__Records shown__.

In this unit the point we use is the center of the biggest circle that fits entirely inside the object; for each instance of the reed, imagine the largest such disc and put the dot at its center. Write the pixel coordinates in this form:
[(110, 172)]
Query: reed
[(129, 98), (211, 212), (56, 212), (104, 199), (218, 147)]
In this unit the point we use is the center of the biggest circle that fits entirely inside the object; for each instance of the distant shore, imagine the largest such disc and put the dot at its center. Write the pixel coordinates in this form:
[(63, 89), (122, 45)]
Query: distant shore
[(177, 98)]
* * *
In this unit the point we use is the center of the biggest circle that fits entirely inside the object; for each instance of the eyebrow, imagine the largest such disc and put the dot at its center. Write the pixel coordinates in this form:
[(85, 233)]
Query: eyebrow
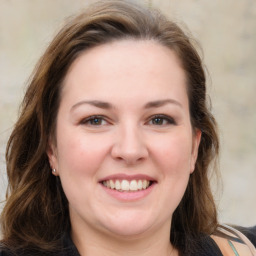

__What this task involves__. Rewrite the lines above, starting at the line that contains "the reed, imagine" and ending at the line that contains "[(177, 98)]", swapping "dot" for "marker" and leaving everything else unchanged.

__Task output__.
In this unit the point we use is the center of the biggest circle that fits entirely inside the object; for each instance of the reed, imagine the largest such disc and put the marker at its center. Write the pixel coordinates in this form:
[(110, 172)]
Query: reed
[(129, 98), (211, 212), (56, 212), (104, 199), (218, 147)]
In this unit the point we use is the center of the biggest circle that fits entirely inside the object; for each instance of the distant shore, imagine the largest such disc and put the marker at its center. Write the pixel coordinates in this form:
[(63, 89), (122, 45)]
Query: distant shore
[(177, 98)]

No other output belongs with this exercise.